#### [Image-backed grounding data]
.....

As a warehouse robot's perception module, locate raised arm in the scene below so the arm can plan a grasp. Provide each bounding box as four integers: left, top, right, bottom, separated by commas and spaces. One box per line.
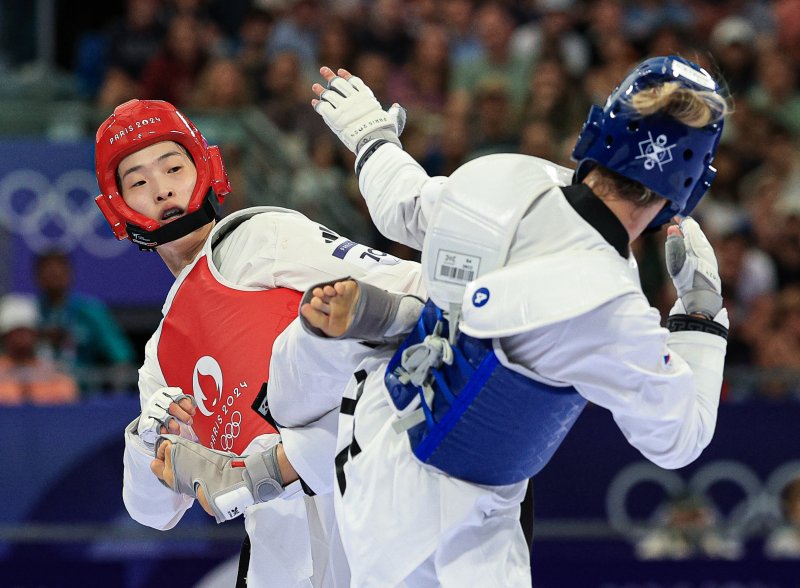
311, 66, 446, 249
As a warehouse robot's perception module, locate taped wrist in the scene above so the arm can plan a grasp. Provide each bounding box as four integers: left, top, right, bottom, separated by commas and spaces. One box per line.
667, 314, 728, 340
243, 444, 284, 503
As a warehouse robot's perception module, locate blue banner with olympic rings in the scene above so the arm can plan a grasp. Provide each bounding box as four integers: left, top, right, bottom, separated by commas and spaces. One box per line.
0, 139, 175, 305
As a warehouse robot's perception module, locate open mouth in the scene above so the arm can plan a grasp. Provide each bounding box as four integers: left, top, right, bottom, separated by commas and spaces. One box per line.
161, 207, 184, 222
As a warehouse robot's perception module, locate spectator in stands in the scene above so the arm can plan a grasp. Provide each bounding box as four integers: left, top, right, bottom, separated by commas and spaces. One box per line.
234, 5, 274, 98
356, 0, 414, 66
753, 286, 800, 400
748, 49, 800, 136
316, 17, 356, 80
443, 0, 482, 67
421, 115, 472, 176
34, 250, 135, 394
511, 0, 589, 78
622, 0, 693, 44
635, 493, 742, 560
259, 50, 307, 134
0, 294, 77, 405
774, 0, 800, 64
387, 22, 451, 125
766, 475, 800, 558
140, 13, 209, 106
583, 34, 640, 106
190, 57, 252, 111
715, 226, 778, 328
521, 58, 588, 143
266, 0, 322, 75
466, 76, 518, 159
451, 1, 533, 118
709, 16, 759, 97
518, 118, 559, 161
97, 0, 165, 109
288, 135, 368, 243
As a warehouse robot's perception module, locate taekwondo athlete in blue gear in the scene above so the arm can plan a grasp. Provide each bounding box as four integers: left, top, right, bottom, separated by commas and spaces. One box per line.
306, 55, 731, 587
382, 55, 728, 486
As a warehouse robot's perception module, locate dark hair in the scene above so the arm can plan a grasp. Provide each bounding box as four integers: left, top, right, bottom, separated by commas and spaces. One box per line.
34, 249, 71, 272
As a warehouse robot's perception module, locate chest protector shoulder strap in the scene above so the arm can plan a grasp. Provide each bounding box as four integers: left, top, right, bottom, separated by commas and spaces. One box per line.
158, 255, 301, 454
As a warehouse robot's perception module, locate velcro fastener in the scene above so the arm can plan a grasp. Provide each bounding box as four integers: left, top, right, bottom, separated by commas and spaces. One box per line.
666, 314, 728, 339
243, 446, 284, 503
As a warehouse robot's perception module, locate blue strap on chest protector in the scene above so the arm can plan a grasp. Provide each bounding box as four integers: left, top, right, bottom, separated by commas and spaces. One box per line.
385, 300, 588, 486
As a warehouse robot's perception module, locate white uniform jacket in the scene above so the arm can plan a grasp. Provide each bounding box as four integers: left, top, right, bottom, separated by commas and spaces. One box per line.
355, 143, 727, 471
122, 207, 424, 586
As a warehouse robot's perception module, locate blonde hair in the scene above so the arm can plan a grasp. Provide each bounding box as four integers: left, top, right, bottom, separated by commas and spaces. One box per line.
629, 81, 729, 128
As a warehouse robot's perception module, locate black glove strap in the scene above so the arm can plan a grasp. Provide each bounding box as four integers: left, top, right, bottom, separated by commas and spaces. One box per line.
667, 314, 728, 340
355, 139, 390, 178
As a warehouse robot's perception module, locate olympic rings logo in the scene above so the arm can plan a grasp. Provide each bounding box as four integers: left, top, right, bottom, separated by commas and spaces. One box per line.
220, 411, 242, 451
606, 460, 800, 540
0, 169, 127, 258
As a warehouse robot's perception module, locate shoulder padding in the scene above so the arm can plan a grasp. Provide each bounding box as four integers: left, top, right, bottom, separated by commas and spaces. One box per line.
460, 250, 641, 338
422, 155, 573, 309
447, 154, 573, 195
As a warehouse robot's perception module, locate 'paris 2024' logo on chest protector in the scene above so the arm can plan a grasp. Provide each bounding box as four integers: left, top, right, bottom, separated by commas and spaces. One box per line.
157, 256, 302, 454
190, 354, 248, 451
193, 355, 223, 416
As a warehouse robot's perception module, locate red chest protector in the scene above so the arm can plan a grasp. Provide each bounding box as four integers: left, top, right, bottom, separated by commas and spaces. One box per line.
158, 256, 302, 454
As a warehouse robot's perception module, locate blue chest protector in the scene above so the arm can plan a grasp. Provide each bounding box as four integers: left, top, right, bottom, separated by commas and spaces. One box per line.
385, 301, 587, 486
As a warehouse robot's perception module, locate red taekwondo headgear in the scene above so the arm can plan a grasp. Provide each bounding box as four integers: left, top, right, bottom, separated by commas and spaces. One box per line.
95, 99, 231, 250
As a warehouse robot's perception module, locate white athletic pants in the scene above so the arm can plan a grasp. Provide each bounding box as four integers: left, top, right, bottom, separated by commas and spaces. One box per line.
334, 360, 531, 588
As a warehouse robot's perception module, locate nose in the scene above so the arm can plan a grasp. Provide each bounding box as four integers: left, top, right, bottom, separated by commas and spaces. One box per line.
154, 180, 174, 202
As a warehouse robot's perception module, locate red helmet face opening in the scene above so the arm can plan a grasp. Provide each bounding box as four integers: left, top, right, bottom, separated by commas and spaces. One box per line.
94, 99, 231, 244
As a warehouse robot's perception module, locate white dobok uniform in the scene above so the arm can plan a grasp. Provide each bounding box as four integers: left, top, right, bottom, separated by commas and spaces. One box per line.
121, 207, 424, 587
328, 144, 727, 587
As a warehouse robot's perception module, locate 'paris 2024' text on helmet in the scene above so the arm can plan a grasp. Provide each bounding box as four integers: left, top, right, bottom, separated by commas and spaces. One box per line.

.....

#### [Problem details]
A word-for-word copy of the records is needed, with no pictures carried over.

#### [Exercise result]
As a warehouse robot's perception module, locate raised arm in the scene below so the arm can plan a grasp. Provide each bounding box as four integers: left, top, right, bottom, separated by commas and spaces. One box per line.
311, 66, 446, 249
As a warehouse robot's perception module, locate taped wrist in the scene above so the arm can plan a grasp. Provide each bounding box as four integers: left, top, right, bottom, separated by commas and spaces. One box per line.
667, 314, 728, 340
243, 444, 284, 503
As a warehouse robot's perception module, locate blue banner with olympic rings in the scene above so the arm can plan a grasp. Provide each bounding box as four integers: left, top, right, bottom, separated by commas and spaces. One box per line.
0, 139, 175, 305
As a warehouse robot's perception module, locate open mouth in the scene above so the arm can plan a grasp. Provide each bounding box as four integers: left, top, right, bottom, separated by commas and spaces. One box per line.
161, 207, 184, 222
As a warehouse robot's perception module, locate spectator in stands in the scene above so the arm can plan a grasp. Provide each bounding box as four integers: left, top, right, bottom, separated by commas and spaces. One box per line.
234, 5, 274, 98
356, 0, 414, 66
753, 286, 800, 400
748, 49, 800, 136
316, 17, 356, 80
443, 0, 482, 67
421, 115, 472, 176
34, 250, 135, 394
511, 0, 589, 78
622, 0, 693, 44
635, 493, 742, 560
259, 50, 307, 134
0, 294, 77, 405
774, 0, 800, 64
387, 22, 451, 125
766, 475, 800, 558
140, 13, 209, 106
583, 34, 640, 106
190, 57, 252, 111
715, 226, 778, 328
521, 58, 588, 143
266, 0, 322, 75
466, 76, 518, 159
451, 1, 533, 118
709, 16, 759, 97
518, 118, 559, 161
97, 0, 165, 109
288, 135, 368, 243
As a warehouse robot's perception module, locate taekwondo athlete in blue gear in the scene above so the arm can plan a grasp. Provide each bounding box as four integers: left, top, right, bottom, separated by commas and spaces. One box per line.
306, 55, 731, 587
382, 55, 728, 486
As a warehouse robot's perception module, locate dark hair in the scene above so the arm can plan a grasp. Provide each bounding box as four integers: left, top, right, bottom, separated by commas and spaces. One box per line.
34, 249, 71, 272
As a warehouse robot's perception module, locate chest protector shoulder strap in the scene above so the arm can plan a grasp. Provide each bounding box as four integers: left, top, right, bottom, separated by commas and spaces. One box per line.
158, 255, 301, 454
As a warehouse robot's perception module, locate velcro fastener in the scene above so the arm can plan a grasp. Provide each bounding box as four integers: left, top, right, bottom, separated by commas and spaces. One box per line.
666, 314, 728, 339
243, 446, 284, 503
As a warehouse robot's perception module, locate blue strap on chest protector in the scene above so the arm can plan a grasp. Provide each bounding box as four integers: left, top, right, bottom, separated by commas and spaces. One box per line.
385, 300, 588, 486
As a warehouse robot's perception module, locate white uniform jacket in the scene above so the arm can plan a grasp. Provide each bounding box as four integers: left, top, right, bottom, separated by commas and spaces. One box per line.
355, 143, 727, 471
122, 207, 424, 586
As a warehouse robot's perception module, locate blonde hair in the scene above so the arm can plan a grasp. Provide each bounding box as four integers: left, top, right, bottom, separated by commas and spaces. One box per line.
629, 81, 729, 128
As a warehouse robot's perception module, locate black glove strap in the scene above so the arm can plan a grasp. Provide each bounding box as four integers: left, top, right, bottom, separated by commas and spaces. One box per line.
667, 314, 728, 340
355, 139, 390, 178
As a warehouse robot's perception module, locate olympic rings logo in the scene above so the arm can plan a grasp. Provide each bounding box as four integers: left, top, right, bottom, separated by commas and spaces. One box per line.
220, 411, 242, 451
606, 460, 800, 540
0, 169, 127, 258
As a warehouse robot's perception module, locate shoulder padding in the scene above so the arm can plan a grasp. Provide each bounding box as four integers: left, top, right, bottom, separated by commas and spaces. One box per line.
460, 250, 641, 338
422, 155, 573, 309
447, 154, 573, 195
As a warehouse robot's perception module, locate 'paris 2024' logo on chest protector in the scene above so the arm can plan a grasp. Provide each bounding box as four integers: left, top, right, bottom, separated by commas and spaces. One box per line.
157, 256, 302, 454
190, 354, 248, 451
193, 355, 223, 416
As a warehouse robot's perception module, locate red chest protector in the scene above so the arm can plan a grasp. Provide each bounding box as four integers: left, top, right, bottom, separated by commas and spaces. One box per line.
158, 256, 302, 454
As a warehouse robot's perception module, locate blue chest protector in the scene above so the arm can plan a grasp. Provide each bounding box as four integers: left, top, right, bottom, separated by commas and spaces. One box per line.
385, 301, 587, 486
As a warehouse robot's perception module, locate red taekwondo headgear in the scene above so the arm can plan a grasp. Provide each bounding box as four integers: left, top, right, bottom, separated by commas and spaces. One box per line.
95, 99, 231, 250
As a warehouse robot's perception module, locate white athletic pants in the scene above so the arm can plan a grasp. Provide each bounding box as four integers: left, top, right, bottom, separated by commas and spaces. One box per line.
334, 360, 531, 588
As a warehouse robot's perception module, locate nose in the scene above so the arm can plan a grasp. Provide each bounding box as four integers: left, top, right, bottom, separated by commas and spaces. One box per line.
154, 180, 174, 202
As a warehouse robot's perception module, locate red helmet face opening in the scene above so the arm can plan a grasp. Provide each bounding box as four integers: left, top, right, bottom, separated by commas and spaces. One box per line.
94, 99, 231, 244
As a warehouse robot's perception module, locate white dobok uniform in the scene above so the arm can plan a grasp. Provide each bounding box as four integers: left, top, right, bottom, separated by commas and spaces. One box per line.
121, 207, 424, 587
328, 144, 727, 587
As a warehouse robot's perception module, locate 'paris 2024' text on helmet in the scene above so the arm can plan a grasp. Provide each bounding box as four integers: left, top, right, bottom, separated by commas and spaces. One box per line.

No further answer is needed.